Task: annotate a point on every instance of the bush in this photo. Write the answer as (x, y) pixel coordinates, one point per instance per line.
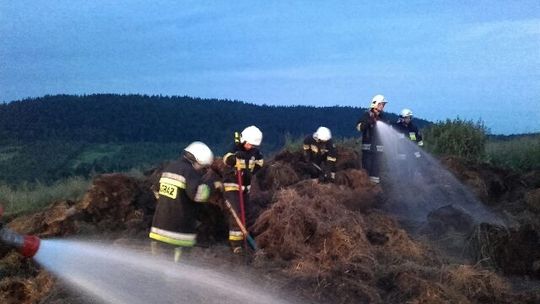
(457, 137)
(27, 198)
(521, 153)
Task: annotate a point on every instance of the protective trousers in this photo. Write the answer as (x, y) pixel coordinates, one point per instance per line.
(236, 237)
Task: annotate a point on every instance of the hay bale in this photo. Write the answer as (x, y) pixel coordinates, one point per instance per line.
(514, 250)
(532, 198)
(477, 284)
(317, 238)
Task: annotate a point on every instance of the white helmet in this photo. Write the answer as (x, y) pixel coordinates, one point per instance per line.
(252, 135)
(203, 155)
(377, 99)
(323, 134)
(406, 113)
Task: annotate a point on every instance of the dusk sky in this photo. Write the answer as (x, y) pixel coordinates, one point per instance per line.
(442, 59)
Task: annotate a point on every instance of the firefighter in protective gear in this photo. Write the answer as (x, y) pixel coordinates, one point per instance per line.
(181, 191)
(407, 131)
(320, 153)
(372, 147)
(242, 161)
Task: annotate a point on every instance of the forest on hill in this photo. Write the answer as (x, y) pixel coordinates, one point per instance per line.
(106, 118)
(53, 137)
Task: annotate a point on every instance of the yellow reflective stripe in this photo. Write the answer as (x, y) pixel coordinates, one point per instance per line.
(234, 187)
(203, 193)
(172, 182)
(167, 240)
(174, 176)
(173, 238)
(240, 163)
(227, 156)
(236, 235)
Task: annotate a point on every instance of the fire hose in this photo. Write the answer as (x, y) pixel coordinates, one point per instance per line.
(27, 245)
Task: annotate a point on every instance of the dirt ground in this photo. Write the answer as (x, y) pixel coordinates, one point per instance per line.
(327, 242)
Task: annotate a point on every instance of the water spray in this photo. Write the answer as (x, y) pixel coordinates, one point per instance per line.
(27, 245)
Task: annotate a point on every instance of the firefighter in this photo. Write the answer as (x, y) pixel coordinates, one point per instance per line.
(407, 131)
(320, 153)
(242, 161)
(372, 147)
(181, 190)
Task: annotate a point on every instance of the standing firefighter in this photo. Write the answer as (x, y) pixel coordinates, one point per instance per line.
(181, 189)
(242, 161)
(406, 153)
(372, 147)
(320, 153)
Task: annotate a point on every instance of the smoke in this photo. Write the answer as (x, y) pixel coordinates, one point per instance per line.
(120, 275)
(417, 184)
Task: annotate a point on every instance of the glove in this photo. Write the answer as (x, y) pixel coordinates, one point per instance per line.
(372, 119)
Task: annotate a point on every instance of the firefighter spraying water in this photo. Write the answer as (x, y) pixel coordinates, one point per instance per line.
(27, 245)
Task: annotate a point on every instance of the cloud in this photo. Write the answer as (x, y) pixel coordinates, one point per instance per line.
(507, 29)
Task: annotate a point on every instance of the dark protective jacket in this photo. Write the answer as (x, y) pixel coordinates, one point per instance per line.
(248, 161)
(181, 189)
(409, 130)
(321, 153)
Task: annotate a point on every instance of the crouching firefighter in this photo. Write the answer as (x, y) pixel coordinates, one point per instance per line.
(320, 153)
(242, 161)
(181, 189)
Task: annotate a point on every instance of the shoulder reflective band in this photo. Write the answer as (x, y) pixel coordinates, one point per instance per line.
(235, 235)
(203, 193)
(169, 183)
(173, 238)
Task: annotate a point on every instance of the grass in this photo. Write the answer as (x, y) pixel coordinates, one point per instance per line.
(26, 198)
(520, 153)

────────────────────

• **HOW TO COMPLETE THIS TASK**
In the answer, return exactly the lines from the line containing "Task: annotate a point on every instance of the crouching" to the end of the records above, and no others.

• **WRITTEN SOLUTION**
Task: annotate a point on every instance of the crouching firefighter in this photo. Write the answer as (x, y) pixel coordinates, one point per instance per line.
(320, 153)
(242, 161)
(181, 189)
Task: annotate a point on every instance of the shoulder reflective band in this photo. Write the answer as (x, y) pixel coordinates, one point per instance per line.
(235, 235)
(203, 193)
(169, 183)
(173, 238)
Task: annotate a point on every instance of the grass in this photo. Write the answer as (x, y) pixel coordinates, one point per instance per line.
(26, 198)
(520, 153)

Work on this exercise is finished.